Format the lines below as a numbered list, from the first line through the line containing "99 L 101 91", and leave out any blank lines.
══ Data supplied ══
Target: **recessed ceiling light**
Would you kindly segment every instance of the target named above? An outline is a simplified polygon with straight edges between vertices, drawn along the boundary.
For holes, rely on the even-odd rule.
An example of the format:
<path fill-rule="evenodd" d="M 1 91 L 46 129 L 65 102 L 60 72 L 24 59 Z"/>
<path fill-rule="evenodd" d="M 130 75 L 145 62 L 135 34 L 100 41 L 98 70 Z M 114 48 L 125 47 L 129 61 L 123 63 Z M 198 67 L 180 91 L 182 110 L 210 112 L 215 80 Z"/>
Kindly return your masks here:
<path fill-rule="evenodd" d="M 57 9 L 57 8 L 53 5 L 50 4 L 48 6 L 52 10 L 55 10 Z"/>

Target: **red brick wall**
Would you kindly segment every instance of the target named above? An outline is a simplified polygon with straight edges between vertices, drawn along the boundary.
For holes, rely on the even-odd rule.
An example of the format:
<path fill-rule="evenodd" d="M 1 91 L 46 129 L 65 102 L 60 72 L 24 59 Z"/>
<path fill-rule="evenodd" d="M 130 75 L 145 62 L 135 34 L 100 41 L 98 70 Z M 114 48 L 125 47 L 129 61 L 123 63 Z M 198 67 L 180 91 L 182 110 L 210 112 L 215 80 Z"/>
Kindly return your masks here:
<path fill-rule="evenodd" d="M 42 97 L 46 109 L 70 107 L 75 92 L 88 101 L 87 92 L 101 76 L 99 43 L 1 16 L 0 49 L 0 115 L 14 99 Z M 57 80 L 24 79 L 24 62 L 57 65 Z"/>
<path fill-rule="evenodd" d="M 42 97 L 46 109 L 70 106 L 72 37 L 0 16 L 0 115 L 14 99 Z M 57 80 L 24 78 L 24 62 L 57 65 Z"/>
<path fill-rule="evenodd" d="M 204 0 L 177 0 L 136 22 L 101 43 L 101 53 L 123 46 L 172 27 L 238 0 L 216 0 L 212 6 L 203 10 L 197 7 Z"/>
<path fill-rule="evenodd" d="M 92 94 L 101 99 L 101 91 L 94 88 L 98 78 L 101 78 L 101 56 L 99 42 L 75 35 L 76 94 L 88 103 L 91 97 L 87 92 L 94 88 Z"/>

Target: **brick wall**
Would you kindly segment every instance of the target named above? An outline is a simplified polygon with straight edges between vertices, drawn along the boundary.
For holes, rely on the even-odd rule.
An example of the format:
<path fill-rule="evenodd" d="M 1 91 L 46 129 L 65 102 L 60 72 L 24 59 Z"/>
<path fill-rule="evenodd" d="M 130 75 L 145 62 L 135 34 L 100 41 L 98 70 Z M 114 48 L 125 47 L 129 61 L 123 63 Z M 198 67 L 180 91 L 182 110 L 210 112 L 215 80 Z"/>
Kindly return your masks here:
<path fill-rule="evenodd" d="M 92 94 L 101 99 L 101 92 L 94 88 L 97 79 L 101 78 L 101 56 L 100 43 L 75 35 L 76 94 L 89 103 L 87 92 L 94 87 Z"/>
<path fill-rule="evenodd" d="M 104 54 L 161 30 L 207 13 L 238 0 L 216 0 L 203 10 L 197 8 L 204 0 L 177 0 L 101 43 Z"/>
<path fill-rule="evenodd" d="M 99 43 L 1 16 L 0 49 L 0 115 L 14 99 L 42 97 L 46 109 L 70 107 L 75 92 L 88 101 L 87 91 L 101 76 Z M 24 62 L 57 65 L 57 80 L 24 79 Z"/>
═══
§ Solution to this problem:
1. Target: **recessed ceiling light**
2. Would you kindly segment every instance of the target named above? An outline is a simplified polygon with straight edges between vertices, drawn along the boundary.
3. For holes, rely on the even-odd rule.
4. An example of the format:
5. <path fill-rule="evenodd" d="M 1 91 L 46 129 L 65 102 L 60 72 L 24 59 Z"/>
6. <path fill-rule="evenodd" d="M 130 75 L 145 62 L 135 34 L 100 41 L 98 70 Z M 114 48 L 125 47 L 129 61 L 123 63 Z M 198 67 L 180 91 L 182 110 L 210 112 L 215 80 Z"/>
7. Kindly return your masks here:
8. <path fill-rule="evenodd" d="M 57 9 L 57 8 L 53 5 L 50 4 L 48 6 L 52 10 L 55 10 Z"/>
9. Target: **red brick wall**
10. Would you kindly segment every instance of the target named above? An outline is a simplified polygon with straight edges between vertices, drawn along the boundary.
11. For holes, rely on the even-odd rule.
12. An example of the format:
13. <path fill-rule="evenodd" d="M 1 91 L 46 129 L 65 102 L 60 72 L 24 59 Z"/>
14. <path fill-rule="evenodd" d="M 130 75 L 145 62 L 135 34 L 100 41 L 98 70 Z M 114 48 L 125 47 L 129 61 L 123 63 Z M 198 67 L 180 91 L 182 110 L 210 112 L 215 80 Z"/>
15. Kindly return your masks here:
16. <path fill-rule="evenodd" d="M 42 97 L 46 109 L 70 107 L 75 92 L 88 101 L 87 92 L 101 76 L 99 43 L 1 16 L 0 49 L 0 115 L 14 99 Z M 57 80 L 24 79 L 24 62 L 57 65 Z"/>
17. <path fill-rule="evenodd" d="M 42 97 L 46 109 L 70 106 L 72 37 L 0 16 L 0 115 L 14 99 Z M 57 80 L 24 78 L 24 62 L 57 65 Z"/>
18. <path fill-rule="evenodd" d="M 204 0 L 177 0 L 136 22 L 101 43 L 101 53 L 123 46 L 172 27 L 238 0 L 216 0 L 212 6 L 203 10 L 197 7 Z"/>
19. <path fill-rule="evenodd" d="M 92 94 L 101 99 L 101 91 L 94 88 L 98 78 L 101 78 L 101 56 L 99 42 L 75 35 L 76 94 L 88 103 L 91 97 L 87 92 L 94 88 Z"/>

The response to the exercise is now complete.